SELECTED EXTRACT
* * * * * * * * *

Do You Live a Spirited Life?
Many folks kind of go through the motions in their lives, moving from one obligation, commitment, or task to another without much thinking about it. Then, there are others who seem to look at life as more of an adventure. It’s no accident that often, these folks are people who love good food and drink
— and occasions to enjoy both. Among those good drinks are…you guessed it…spirits. And among those ‘spirits,’ one of the top favourites the world over is rum.
Rum’s Sweet Origins
If you’re looking for a simple ‘spirit,’ you can’t get simpler than rum: it’s basically sugar and water — or maybe more accurately, molasses and water — which is then fermented with a yeast mixture. Although the refined rum is a colorless liquid, additions of caramel (itself burnt sugar!), as well as myriad techniques of barrel-aging, give various rums their golden hues — and the longer the rum is fermented, the more full-bodied and richer it becomes.
Light vs. Darkness
The differences between light rums and darker rums happen in the distillation and filtering processes the various formulas go through. Light rum has almost no flavour in and of itself (similar to vodka); if you love daiquiris, you enjoy the lightness of the white rum with lime juice. Dark rum mixed drinks, by contrast, are fuller-bodied and use mixers that have robust flavors in their own right. If you’re a rum-and-coke fan, you already know that classic sweet, strong flavor. There’s a similar flavor to planter’s punch — aptly named because this mixture of dark rum, lemon and lime juices, and grenadine syrup does, indeed, ‘pack a punch.’
From Jamaica to Northumberland – a fascinating ‘rum’ story told at www.alnwickrum.com.
An International Spirit
You’ll find that rums come from all over the world — from the Caribbean and South America to the United States, Australia, and beyond. It’s also an amusing fact of historical record that rum enjoyed a reputation as a medicinal in the 1700s, because of its calming effect on Caribbean pirates! By the middle of the eighteenth century, Grog (a mixture of 160-proof rum and water in equal parts) was part of the daily rations for the British Navy — and continued to play an important role in Navy lore until the twentieth century.
While most of us would readily identify the Caribbean as a source of rum, however, how many of us would think to look for a distillery in Holland — or a bottler in Scotland? How Jamaican and Guyanan blends found their way to temporary homes in these places (on their way to a permanent site in Northumberland) is a fascinating story told at alnwickrum.com. Yet another example of the international appeal — and reach — of this mellow, warming spirit.
Feeling Spirited from Aperitif to Dessert
Although we don’t dispense rum over the counter as a medicine nowadays, we still use it in ‘hot toddies,’ drinks composed of rum and various fruit juices, teas, and other flavourings, served hot as home remedies for colds and flu — and rice pudding, often flavoured with rum-soaked raisins, is a time-honored remedy for sensitive tummies. You might say we still believe, on some level, that rum’s ‘good for what ails you.’
Even if nothing ails you, though, you can enjoy rum from beginning to end of a meal. Rum plays a key role in many desserts the world over, among them the delicate Baba au Rhum, a French-influenced rum-infused cake served with a generous portion of rum-flavored whipped cream.
A spirited life, it seems, is both soothing and sweet — an unbeatable combination!

* * * * * * * * *

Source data
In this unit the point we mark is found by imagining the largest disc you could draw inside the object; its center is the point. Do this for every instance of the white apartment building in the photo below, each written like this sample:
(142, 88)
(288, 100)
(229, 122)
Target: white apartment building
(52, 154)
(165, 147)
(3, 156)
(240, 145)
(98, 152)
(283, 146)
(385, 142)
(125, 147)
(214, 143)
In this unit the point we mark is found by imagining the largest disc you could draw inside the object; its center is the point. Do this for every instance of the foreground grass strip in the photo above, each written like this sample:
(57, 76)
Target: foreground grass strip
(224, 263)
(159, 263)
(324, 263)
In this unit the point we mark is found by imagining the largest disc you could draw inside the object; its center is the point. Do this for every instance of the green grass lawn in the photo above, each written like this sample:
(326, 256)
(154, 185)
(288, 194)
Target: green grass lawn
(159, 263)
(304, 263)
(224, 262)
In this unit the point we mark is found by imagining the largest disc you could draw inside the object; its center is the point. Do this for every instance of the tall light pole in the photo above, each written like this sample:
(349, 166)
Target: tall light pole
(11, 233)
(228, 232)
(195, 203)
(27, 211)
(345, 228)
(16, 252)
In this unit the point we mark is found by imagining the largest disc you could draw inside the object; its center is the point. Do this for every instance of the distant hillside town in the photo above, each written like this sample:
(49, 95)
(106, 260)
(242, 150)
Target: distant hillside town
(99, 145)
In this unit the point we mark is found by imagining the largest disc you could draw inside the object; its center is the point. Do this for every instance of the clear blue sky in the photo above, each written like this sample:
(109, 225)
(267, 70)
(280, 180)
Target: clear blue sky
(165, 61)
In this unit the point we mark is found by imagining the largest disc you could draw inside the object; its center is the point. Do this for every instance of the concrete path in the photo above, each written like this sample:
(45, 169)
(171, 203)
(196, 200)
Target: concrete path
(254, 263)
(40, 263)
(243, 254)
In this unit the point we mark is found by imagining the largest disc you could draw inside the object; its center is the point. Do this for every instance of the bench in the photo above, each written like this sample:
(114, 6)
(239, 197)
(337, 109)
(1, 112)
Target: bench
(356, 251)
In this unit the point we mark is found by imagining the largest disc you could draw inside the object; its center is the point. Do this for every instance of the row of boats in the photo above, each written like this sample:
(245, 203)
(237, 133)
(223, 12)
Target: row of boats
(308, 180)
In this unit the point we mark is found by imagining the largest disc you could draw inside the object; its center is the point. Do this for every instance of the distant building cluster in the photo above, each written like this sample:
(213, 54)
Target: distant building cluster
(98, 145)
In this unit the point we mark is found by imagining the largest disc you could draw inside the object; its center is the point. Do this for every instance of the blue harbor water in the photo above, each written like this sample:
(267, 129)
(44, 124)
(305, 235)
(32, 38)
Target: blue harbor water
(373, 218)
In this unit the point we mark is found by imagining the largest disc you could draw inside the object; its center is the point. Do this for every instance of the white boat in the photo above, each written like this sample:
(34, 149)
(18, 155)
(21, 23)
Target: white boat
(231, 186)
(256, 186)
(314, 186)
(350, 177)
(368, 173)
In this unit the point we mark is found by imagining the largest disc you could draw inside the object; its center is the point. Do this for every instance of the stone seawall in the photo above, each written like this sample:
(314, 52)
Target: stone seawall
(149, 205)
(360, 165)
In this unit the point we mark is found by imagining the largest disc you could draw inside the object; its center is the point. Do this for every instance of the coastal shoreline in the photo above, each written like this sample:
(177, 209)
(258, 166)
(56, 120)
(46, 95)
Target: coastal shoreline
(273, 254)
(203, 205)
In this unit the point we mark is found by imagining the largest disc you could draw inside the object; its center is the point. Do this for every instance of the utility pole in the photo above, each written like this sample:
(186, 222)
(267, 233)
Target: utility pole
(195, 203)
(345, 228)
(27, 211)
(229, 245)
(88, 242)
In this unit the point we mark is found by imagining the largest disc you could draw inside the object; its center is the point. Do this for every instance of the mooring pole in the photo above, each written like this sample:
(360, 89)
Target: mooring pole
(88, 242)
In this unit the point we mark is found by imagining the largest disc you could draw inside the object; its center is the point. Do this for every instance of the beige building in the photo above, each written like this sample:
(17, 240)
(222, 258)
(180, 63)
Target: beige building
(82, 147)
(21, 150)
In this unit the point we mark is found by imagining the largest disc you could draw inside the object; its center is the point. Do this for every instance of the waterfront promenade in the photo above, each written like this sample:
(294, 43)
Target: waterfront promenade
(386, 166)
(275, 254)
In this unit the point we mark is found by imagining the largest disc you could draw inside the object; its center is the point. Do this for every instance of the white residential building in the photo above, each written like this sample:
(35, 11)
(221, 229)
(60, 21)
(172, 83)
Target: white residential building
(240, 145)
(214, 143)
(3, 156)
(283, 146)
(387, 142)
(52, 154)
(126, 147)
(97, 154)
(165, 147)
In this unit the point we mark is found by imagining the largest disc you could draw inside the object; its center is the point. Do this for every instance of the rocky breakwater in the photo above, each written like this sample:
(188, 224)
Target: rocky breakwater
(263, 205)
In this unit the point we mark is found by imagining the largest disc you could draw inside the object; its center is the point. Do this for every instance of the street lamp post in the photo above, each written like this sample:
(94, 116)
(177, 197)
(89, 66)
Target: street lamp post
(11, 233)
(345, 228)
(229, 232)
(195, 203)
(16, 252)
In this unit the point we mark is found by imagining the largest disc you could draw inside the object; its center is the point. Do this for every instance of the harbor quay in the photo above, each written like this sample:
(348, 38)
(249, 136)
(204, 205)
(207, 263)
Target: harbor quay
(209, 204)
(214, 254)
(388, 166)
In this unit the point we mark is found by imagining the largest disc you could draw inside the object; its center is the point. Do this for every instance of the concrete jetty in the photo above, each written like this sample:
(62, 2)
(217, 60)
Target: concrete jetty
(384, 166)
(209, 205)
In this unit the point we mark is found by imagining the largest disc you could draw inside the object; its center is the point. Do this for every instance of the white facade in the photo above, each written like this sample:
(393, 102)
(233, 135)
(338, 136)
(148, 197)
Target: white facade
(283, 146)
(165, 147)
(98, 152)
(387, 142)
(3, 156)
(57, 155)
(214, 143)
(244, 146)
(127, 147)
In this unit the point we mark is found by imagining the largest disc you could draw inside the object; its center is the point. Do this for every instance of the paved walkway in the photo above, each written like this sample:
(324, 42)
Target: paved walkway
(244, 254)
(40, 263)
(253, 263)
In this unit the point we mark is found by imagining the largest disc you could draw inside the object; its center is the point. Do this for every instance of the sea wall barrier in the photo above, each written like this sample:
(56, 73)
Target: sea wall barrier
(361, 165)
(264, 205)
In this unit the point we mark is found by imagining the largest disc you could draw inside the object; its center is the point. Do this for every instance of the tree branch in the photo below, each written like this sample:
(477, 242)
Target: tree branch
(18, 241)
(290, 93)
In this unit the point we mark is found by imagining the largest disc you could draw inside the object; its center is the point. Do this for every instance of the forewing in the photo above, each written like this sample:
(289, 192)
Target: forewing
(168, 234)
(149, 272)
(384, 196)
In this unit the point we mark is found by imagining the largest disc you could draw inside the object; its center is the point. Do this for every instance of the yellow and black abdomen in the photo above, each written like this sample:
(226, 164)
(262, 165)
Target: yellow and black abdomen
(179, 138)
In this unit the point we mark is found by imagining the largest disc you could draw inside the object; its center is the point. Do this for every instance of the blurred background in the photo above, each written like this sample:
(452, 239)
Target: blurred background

* * * * * * * * *

EXERCISE PROMPT
Answer the following questions using the article about rum, marking each answer with the matching letter.
(a) What two ingredients, in what proportion, make up Grog?
(b) Besides dark rum, what goes into planter's punch?
(c) What is Baba au Rhum served with?

SOLUTION BELOW
(a) Grog is 160-proof rum and water in equal parts.
(b) Lemon and lime juices and grenadine syrup.
(c) A generous portion of rum-flavored whipped cream.